→ Given problem: Replace "referee" with "umpire" throughout the stretch from the line containing "Mark the region of each instance of the referee;" through the end of the entries, leaving everything else unchanged. Give that stretch again without the picture.

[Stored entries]

begin

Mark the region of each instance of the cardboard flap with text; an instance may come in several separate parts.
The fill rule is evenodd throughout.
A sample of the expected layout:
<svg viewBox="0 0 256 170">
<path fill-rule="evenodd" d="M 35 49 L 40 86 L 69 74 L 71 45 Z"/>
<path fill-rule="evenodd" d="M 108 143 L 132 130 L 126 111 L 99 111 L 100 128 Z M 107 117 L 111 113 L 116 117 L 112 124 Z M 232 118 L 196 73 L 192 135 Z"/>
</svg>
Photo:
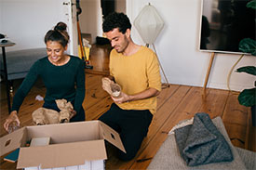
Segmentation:
<svg viewBox="0 0 256 170">
<path fill-rule="evenodd" d="M 20 146 L 24 145 L 26 141 L 26 127 L 18 129 L 8 135 L 0 138 L 0 156 L 10 152 Z"/>
<path fill-rule="evenodd" d="M 101 121 L 99 122 L 100 122 L 100 129 L 103 138 L 126 153 L 127 151 L 123 146 L 119 134 L 115 132 L 114 129 L 112 129 L 110 126 L 105 124 L 104 123 Z"/>
<path fill-rule="evenodd" d="M 57 168 L 107 159 L 103 139 L 20 148 L 17 168 Z"/>
</svg>

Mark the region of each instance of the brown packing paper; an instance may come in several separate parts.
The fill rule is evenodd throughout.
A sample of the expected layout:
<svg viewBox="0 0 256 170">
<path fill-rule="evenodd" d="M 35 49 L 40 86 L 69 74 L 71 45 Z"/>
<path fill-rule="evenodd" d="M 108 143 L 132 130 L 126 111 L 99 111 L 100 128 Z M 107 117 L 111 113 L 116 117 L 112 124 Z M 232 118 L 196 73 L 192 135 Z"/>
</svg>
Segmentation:
<svg viewBox="0 0 256 170">
<path fill-rule="evenodd" d="M 102 88 L 108 92 L 111 96 L 118 98 L 121 93 L 121 86 L 118 84 L 115 84 L 107 77 L 102 78 Z"/>
</svg>

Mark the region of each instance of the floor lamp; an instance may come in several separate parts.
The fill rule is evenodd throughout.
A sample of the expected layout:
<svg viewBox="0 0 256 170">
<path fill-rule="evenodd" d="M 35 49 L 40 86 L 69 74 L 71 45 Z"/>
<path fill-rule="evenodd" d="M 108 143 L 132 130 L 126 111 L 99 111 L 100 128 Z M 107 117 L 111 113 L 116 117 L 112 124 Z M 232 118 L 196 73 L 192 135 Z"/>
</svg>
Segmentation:
<svg viewBox="0 0 256 170">
<path fill-rule="evenodd" d="M 136 27 L 142 40 L 146 44 L 146 46 L 149 47 L 149 46 L 152 45 L 156 57 L 157 54 L 154 42 L 164 28 L 164 20 L 157 13 L 156 9 L 153 6 L 151 6 L 151 4 L 145 6 L 134 20 L 134 26 Z M 160 63 L 158 57 L 157 59 L 165 77 L 167 83 L 166 85 L 168 87 L 169 84 L 168 82 L 164 69 Z"/>
</svg>

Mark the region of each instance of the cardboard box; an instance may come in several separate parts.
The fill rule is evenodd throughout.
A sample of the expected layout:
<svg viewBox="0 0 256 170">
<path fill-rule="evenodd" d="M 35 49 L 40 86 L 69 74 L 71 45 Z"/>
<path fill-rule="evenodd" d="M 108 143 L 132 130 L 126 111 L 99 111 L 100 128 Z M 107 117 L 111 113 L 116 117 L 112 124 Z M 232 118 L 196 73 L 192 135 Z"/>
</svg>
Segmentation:
<svg viewBox="0 0 256 170">
<path fill-rule="evenodd" d="M 25 147 L 34 137 L 50 137 L 50 144 Z M 107 159 L 104 139 L 126 152 L 119 134 L 98 120 L 26 126 L 0 138 L 1 156 L 20 148 L 17 168 L 95 169 L 96 163 L 101 169 Z"/>
</svg>

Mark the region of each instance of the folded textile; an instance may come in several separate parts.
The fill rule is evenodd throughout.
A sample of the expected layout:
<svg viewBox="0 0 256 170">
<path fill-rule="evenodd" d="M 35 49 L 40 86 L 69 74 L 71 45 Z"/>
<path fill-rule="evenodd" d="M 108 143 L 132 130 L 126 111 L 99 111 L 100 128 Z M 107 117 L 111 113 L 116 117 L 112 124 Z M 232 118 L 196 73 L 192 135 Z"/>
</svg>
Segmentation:
<svg viewBox="0 0 256 170">
<path fill-rule="evenodd" d="M 188 166 L 234 160 L 227 141 L 207 113 L 196 113 L 193 124 L 174 132 L 180 153 Z"/>
</svg>

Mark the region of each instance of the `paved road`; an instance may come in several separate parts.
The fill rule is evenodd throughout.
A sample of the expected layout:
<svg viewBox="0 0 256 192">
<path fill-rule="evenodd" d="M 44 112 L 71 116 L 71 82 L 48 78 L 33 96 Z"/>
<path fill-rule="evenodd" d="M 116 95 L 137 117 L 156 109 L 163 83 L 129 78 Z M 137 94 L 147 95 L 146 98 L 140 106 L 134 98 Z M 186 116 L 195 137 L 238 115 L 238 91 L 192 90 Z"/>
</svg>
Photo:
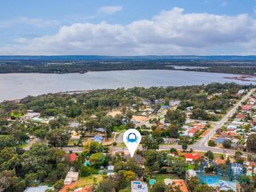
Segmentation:
<svg viewBox="0 0 256 192">
<path fill-rule="evenodd" d="M 215 134 L 216 130 L 224 125 L 224 123 L 229 119 L 229 118 L 230 118 L 237 111 L 237 109 L 238 108 L 238 106 L 240 106 L 242 102 L 244 102 L 246 99 L 248 99 L 248 98 L 254 91 L 255 91 L 254 89 L 252 89 L 250 91 L 249 91 L 248 94 L 246 96 L 244 96 L 238 103 L 235 104 L 235 106 L 224 116 L 224 118 L 221 121 L 217 122 L 215 126 L 213 129 L 211 129 L 205 137 L 203 137 L 200 141 L 198 141 L 197 143 L 193 145 L 193 146 L 194 146 L 194 147 L 197 147 L 197 146 L 203 147 L 203 146 L 207 146 L 209 139 L 212 136 L 214 136 L 214 134 Z"/>
<path fill-rule="evenodd" d="M 241 106 L 241 104 L 245 102 L 248 98 L 255 91 L 255 89 L 252 89 L 246 96 L 244 96 L 238 103 L 235 104 L 235 106 L 224 116 L 224 118 L 217 122 L 215 126 L 210 130 L 210 131 L 208 132 L 208 134 L 203 137 L 201 140 L 199 140 L 195 144 L 190 146 L 188 149 L 193 149 L 194 150 L 197 151 L 202 151 L 206 152 L 207 150 L 211 150 L 214 153 L 219 153 L 219 154 L 226 154 L 229 155 L 234 155 L 235 153 L 235 150 L 226 150 L 226 149 L 221 149 L 218 147 L 210 147 L 207 146 L 207 142 L 209 139 L 215 134 L 216 130 L 222 127 L 222 125 L 229 119 L 230 117 L 231 117 L 237 110 L 238 107 Z M 121 137 L 120 137 L 121 138 Z M 119 139 L 120 139 L 119 138 Z M 119 140 L 118 139 L 118 140 Z M 120 142 L 120 140 L 119 140 Z M 169 150 L 170 148 L 175 148 L 177 150 L 182 150 L 181 146 L 174 146 L 174 145 L 166 145 L 166 146 L 160 146 L 159 150 Z M 138 147 L 139 150 L 142 150 L 142 147 Z M 72 150 L 73 152 L 76 153 L 81 153 L 82 152 L 82 149 L 81 147 L 65 147 L 63 149 L 66 152 L 69 152 L 70 150 Z M 111 151 L 118 151 L 118 150 L 126 150 L 126 147 L 111 147 Z M 244 155 L 246 155 L 250 153 L 243 152 Z"/>
</svg>

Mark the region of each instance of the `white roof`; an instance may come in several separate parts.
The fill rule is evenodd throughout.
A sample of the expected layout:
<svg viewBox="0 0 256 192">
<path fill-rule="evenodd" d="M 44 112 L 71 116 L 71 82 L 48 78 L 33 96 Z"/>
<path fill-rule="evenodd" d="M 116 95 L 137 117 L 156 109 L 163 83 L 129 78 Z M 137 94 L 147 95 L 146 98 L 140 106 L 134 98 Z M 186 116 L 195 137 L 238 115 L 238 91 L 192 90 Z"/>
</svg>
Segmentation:
<svg viewBox="0 0 256 192">
<path fill-rule="evenodd" d="M 69 171 L 66 178 L 78 178 L 79 172 Z"/>
<path fill-rule="evenodd" d="M 53 187 L 47 186 L 39 186 L 35 187 L 26 187 L 24 192 L 45 192 L 46 190 L 51 190 Z"/>
</svg>

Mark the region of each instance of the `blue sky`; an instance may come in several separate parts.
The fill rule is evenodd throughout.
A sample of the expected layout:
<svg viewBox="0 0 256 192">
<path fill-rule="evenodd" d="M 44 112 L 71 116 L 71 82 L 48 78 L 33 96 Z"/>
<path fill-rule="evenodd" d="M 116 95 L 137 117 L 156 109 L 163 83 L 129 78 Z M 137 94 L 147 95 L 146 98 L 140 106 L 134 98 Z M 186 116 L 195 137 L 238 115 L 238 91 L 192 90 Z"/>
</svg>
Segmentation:
<svg viewBox="0 0 256 192">
<path fill-rule="evenodd" d="M 255 0 L 0 0 L 0 54 L 255 54 L 254 33 Z"/>
</svg>

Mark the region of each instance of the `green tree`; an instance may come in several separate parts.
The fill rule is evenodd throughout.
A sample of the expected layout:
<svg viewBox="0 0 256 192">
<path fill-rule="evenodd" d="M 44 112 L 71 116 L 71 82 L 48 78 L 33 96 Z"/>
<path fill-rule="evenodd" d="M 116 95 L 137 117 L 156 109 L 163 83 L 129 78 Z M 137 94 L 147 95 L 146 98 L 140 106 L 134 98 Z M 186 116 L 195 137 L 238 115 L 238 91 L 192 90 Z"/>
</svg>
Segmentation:
<svg viewBox="0 0 256 192">
<path fill-rule="evenodd" d="M 187 144 L 186 143 L 183 143 L 182 147 L 183 150 L 186 150 L 187 149 Z"/>
<path fill-rule="evenodd" d="M 70 138 L 70 134 L 62 129 L 51 130 L 46 133 L 46 139 L 53 146 L 66 146 Z"/>
<path fill-rule="evenodd" d="M 222 146 L 224 148 L 230 149 L 231 148 L 231 141 L 226 140 L 223 142 Z"/>
<path fill-rule="evenodd" d="M 167 132 L 170 138 L 178 138 L 178 126 L 177 124 L 171 124 L 167 127 Z"/>
<path fill-rule="evenodd" d="M 158 170 L 164 162 L 164 154 L 154 150 L 148 150 L 145 152 L 146 166 L 151 170 Z"/>
<path fill-rule="evenodd" d="M 105 154 L 102 152 L 94 154 L 90 157 L 90 163 L 91 166 L 98 167 L 104 163 L 105 158 Z"/>
<path fill-rule="evenodd" d="M 144 150 L 159 149 L 159 144 L 158 142 L 152 138 L 150 135 L 142 137 L 141 143 Z"/>
<path fill-rule="evenodd" d="M 153 186 L 153 192 L 165 192 L 166 186 L 165 184 L 157 182 Z"/>
<path fill-rule="evenodd" d="M 64 186 L 64 180 L 60 179 L 55 182 L 54 187 L 55 190 L 57 190 L 58 191 L 62 188 L 63 186 Z"/>
<path fill-rule="evenodd" d="M 114 183 L 109 178 L 103 179 L 97 188 L 97 192 L 110 192 L 114 188 Z"/>
<path fill-rule="evenodd" d="M 199 185 L 200 181 L 197 177 L 192 177 L 187 181 L 187 185 L 190 191 L 194 191 L 195 187 Z"/>
<path fill-rule="evenodd" d="M 184 124 L 186 114 L 180 110 L 168 110 L 165 116 L 165 122 L 174 124 Z"/>
<path fill-rule="evenodd" d="M 214 154 L 211 150 L 208 150 L 205 154 L 206 157 L 207 157 L 210 160 L 214 160 Z"/>
<path fill-rule="evenodd" d="M 198 185 L 195 188 L 194 192 L 213 192 L 214 191 L 214 188 L 212 188 L 211 186 L 209 186 L 206 184 L 203 184 L 203 185 Z"/>
<path fill-rule="evenodd" d="M 11 135 L 0 135 L 0 150 L 6 146 L 14 146 L 15 145 L 15 139 Z"/>
<path fill-rule="evenodd" d="M 246 148 L 251 151 L 256 151 L 256 134 L 249 135 L 246 142 Z"/>
</svg>

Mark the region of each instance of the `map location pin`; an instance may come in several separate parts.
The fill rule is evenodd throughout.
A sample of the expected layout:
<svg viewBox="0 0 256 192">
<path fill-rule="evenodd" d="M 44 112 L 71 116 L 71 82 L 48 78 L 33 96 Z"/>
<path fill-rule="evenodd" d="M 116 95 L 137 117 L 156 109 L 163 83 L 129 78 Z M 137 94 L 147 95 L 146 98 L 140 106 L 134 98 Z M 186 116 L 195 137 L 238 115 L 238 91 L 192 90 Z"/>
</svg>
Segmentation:
<svg viewBox="0 0 256 192">
<path fill-rule="evenodd" d="M 137 130 L 130 129 L 124 133 L 123 142 L 126 143 L 131 157 L 134 157 L 141 140 L 142 135 Z"/>
</svg>

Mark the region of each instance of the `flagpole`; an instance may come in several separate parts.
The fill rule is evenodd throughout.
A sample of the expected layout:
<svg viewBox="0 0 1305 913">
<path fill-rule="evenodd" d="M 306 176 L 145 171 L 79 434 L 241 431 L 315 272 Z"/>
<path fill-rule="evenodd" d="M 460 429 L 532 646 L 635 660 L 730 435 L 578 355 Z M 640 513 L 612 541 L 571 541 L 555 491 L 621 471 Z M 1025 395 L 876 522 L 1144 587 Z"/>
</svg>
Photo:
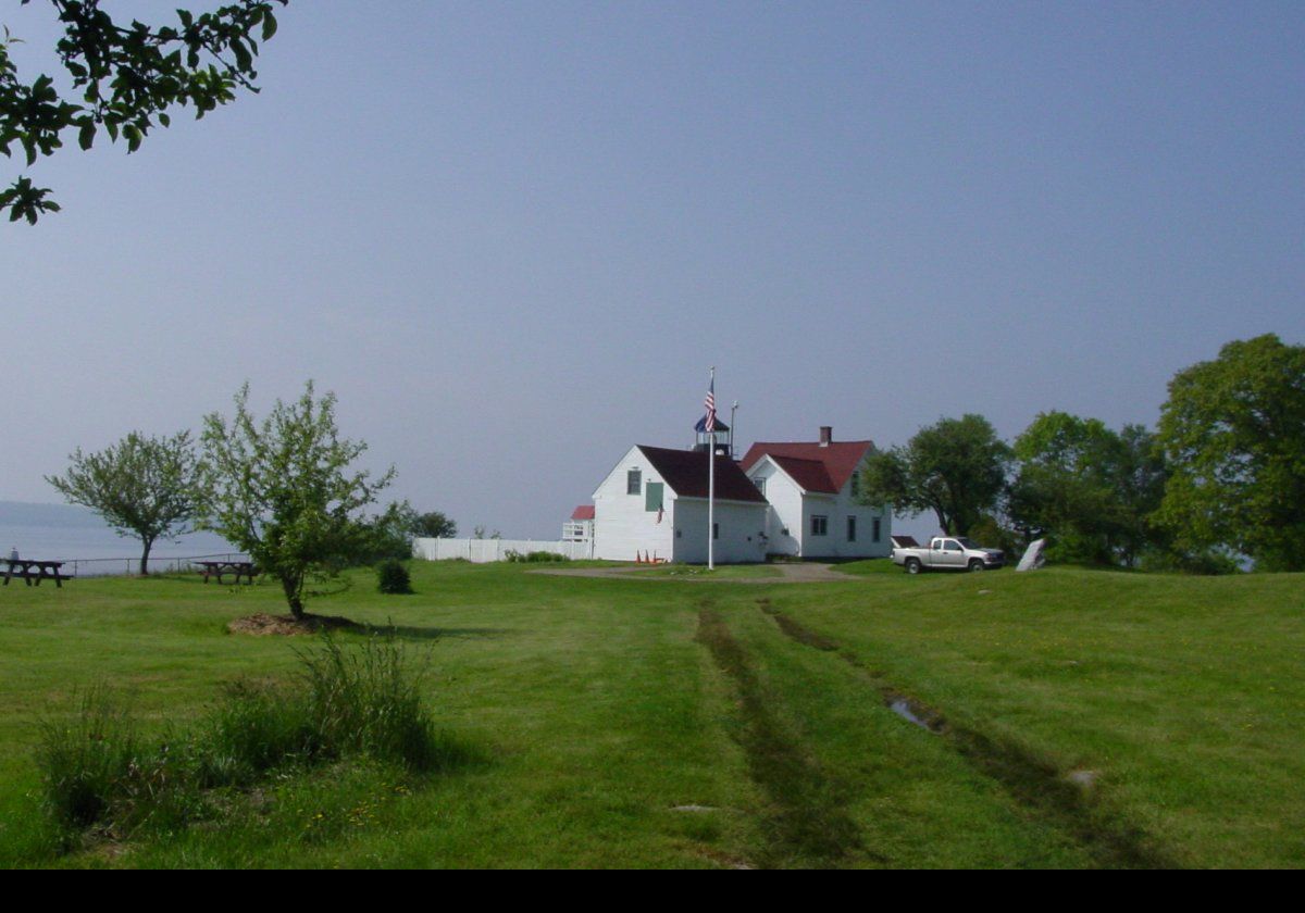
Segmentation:
<svg viewBox="0 0 1305 913">
<path fill-rule="evenodd" d="M 711 397 L 715 399 L 716 369 L 711 368 Z M 716 569 L 716 423 L 707 428 L 707 570 Z"/>
</svg>

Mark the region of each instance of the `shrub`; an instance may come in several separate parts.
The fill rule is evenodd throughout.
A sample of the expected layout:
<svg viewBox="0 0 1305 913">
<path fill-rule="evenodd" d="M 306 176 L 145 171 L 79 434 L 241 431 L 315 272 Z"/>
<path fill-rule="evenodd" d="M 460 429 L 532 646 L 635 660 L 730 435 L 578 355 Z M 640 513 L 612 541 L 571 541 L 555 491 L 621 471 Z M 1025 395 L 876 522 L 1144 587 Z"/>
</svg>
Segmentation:
<svg viewBox="0 0 1305 913">
<path fill-rule="evenodd" d="M 395 558 L 382 561 L 376 566 L 376 576 L 382 593 L 403 595 L 412 592 L 412 576 L 402 561 Z"/>
</svg>

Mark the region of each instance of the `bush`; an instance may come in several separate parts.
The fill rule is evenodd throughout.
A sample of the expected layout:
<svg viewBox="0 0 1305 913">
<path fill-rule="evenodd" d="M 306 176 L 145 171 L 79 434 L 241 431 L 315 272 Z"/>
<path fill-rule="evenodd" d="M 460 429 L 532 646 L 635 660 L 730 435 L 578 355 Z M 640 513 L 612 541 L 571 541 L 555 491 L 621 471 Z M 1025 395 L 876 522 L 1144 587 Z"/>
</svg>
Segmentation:
<svg viewBox="0 0 1305 913">
<path fill-rule="evenodd" d="M 403 595 L 412 592 L 412 575 L 402 561 L 390 558 L 376 567 L 376 576 L 382 593 Z"/>
<path fill-rule="evenodd" d="M 298 683 L 228 685 L 193 733 L 154 745 L 103 689 L 91 691 L 72 725 L 42 730 L 37 762 L 51 816 L 65 831 L 176 827 L 210 814 L 204 790 L 248 786 L 273 771 L 371 758 L 424 773 L 467 759 L 436 730 L 423 676 L 393 639 L 346 651 L 328 638 L 300 661 Z"/>
</svg>

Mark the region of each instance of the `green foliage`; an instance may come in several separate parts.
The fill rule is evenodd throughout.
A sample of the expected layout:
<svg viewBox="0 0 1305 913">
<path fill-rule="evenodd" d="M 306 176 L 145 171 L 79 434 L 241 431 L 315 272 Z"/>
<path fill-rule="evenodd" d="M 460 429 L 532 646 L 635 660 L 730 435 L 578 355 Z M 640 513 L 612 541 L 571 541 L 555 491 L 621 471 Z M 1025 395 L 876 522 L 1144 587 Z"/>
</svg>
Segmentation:
<svg viewBox="0 0 1305 913">
<path fill-rule="evenodd" d="M 249 412 L 248 383 L 235 404 L 230 421 L 218 413 L 204 420 L 200 523 L 278 579 L 301 618 L 309 576 L 338 575 L 372 544 L 359 513 L 394 470 L 376 480 L 350 470 L 367 445 L 339 437 L 335 395 L 316 399 L 312 381 L 298 402 L 277 400 L 261 424 Z"/>
<path fill-rule="evenodd" d="M 418 515 L 412 532 L 423 539 L 453 539 L 458 535 L 458 524 L 446 514 L 432 510 Z"/>
<path fill-rule="evenodd" d="M 47 721 L 37 749 L 46 806 L 61 827 L 89 827 L 137 762 L 136 726 L 104 689 L 89 691 L 69 726 Z"/>
<path fill-rule="evenodd" d="M 860 500 L 908 516 L 932 510 L 944 531 L 964 536 L 997 503 L 1009 462 L 1010 447 L 981 415 L 942 419 L 904 447 L 873 454 Z"/>
<path fill-rule="evenodd" d="M 64 29 L 55 50 L 72 78 L 67 98 L 44 73 L 25 83 L 9 53 L 17 39 L 5 29 L 0 42 L 0 153 L 12 157 L 17 145 L 27 167 L 61 149 L 68 132 L 76 130 L 84 150 L 103 130 L 134 153 L 155 125 L 171 124 L 174 107 L 193 106 L 198 119 L 235 99 L 239 89 L 257 93 L 258 42 L 277 34 L 273 9 L 288 0 L 235 0 L 200 14 L 179 9 L 176 25 L 158 27 L 119 25 L 100 0 L 50 3 Z M 35 223 L 43 213 L 59 211 L 48 194 L 20 177 L 0 192 L 0 211 L 8 210 L 10 222 Z"/>
<path fill-rule="evenodd" d="M 189 734 L 145 742 L 107 691 L 91 691 L 69 726 L 47 723 L 37 755 L 56 826 L 129 835 L 211 816 L 206 790 L 251 786 L 273 772 L 372 759 L 423 773 L 465 753 L 441 736 L 420 670 L 389 638 L 358 650 L 326 639 L 300 653 L 301 683 L 236 681 Z"/>
<path fill-rule="evenodd" d="M 412 592 L 412 575 L 407 565 L 395 558 L 386 558 L 376 567 L 377 588 L 392 596 L 405 596 Z"/>
<path fill-rule="evenodd" d="M 536 565 L 536 563 L 552 563 L 557 561 L 570 561 L 565 554 L 557 552 L 517 552 L 515 549 L 508 549 L 502 556 L 508 561 Z"/>
<path fill-rule="evenodd" d="M 449 762 L 422 700 L 422 672 L 414 673 L 393 639 L 371 638 L 346 651 L 328 638 L 322 650 L 300 656 L 304 700 L 317 751 L 326 756 L 367 755 L 432 771 Z"/>
<path fill-rule="evenodd" d="M 46 476 L 69 502 L 90 507 L 120 536 L 141 540 L 141 574 L 158 539 L 187 531 L 194 513 L 197 464 L 191 433 L 145 437 L 132 432 L 94 454 L 74 450 L 63 476 Z"/>
<path fill-rule="evenodd" d="M 1007 494 L 1013 523 L 1031 541 L 1049 537 L 1058 561 L 1133 566 L 1156 532 L 1165 467 L 1141 425 L 1116 433 L 1098 419 L 1044 412 L 1015 440 Z"/>
<path fill-rule="evenodd" d="M 1231 342 L 1178 372 L 1159 440 L 1173 467 L 1159 516 L 1180 553 L 1305 570 L 1305 346 Z"/>
</svg>

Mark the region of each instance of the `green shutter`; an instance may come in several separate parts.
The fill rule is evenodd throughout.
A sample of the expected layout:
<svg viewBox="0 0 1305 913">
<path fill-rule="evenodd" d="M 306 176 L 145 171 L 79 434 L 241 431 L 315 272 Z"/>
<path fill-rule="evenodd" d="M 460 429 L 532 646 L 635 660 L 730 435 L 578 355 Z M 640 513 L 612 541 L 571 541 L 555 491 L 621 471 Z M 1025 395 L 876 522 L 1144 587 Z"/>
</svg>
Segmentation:
<svg viewBox="0 0 1305 913">
<path fill-rule="evenodd" d="M 662 510 L 662 483 L 650 481 L 643 486 L 643 510 Z"/>
</svg>

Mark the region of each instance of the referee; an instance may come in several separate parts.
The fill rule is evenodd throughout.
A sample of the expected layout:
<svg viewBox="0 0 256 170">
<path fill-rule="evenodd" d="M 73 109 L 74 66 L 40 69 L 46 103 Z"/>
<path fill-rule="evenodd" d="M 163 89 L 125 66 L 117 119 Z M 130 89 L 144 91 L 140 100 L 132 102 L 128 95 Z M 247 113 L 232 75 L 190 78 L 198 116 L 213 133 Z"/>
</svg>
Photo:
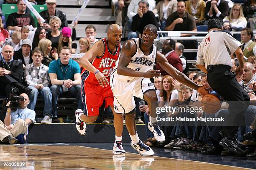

end

→ Exercise solution:
Mark the region of each instance of the umpire; an instance may come in several separate parts.
The fill rule is evenodd throughout.
A sample of the expected layout:
<svg viewBox="0 0 256 170">
<path fill-rule="evenodd" d="M 73 109 L 74 66 L 40 69 L 46 103 Z"/>
<path fill-rule="evenodd" d="M 163 89 L 125 66 L 117 119 Z M 130 89 L 144 91 L 140 100 L 132 102 L 128 95 Z M 247 113 L 232 75 L 190 78 L 198 116 L 213 133 Z"/>
</svg>
Photo:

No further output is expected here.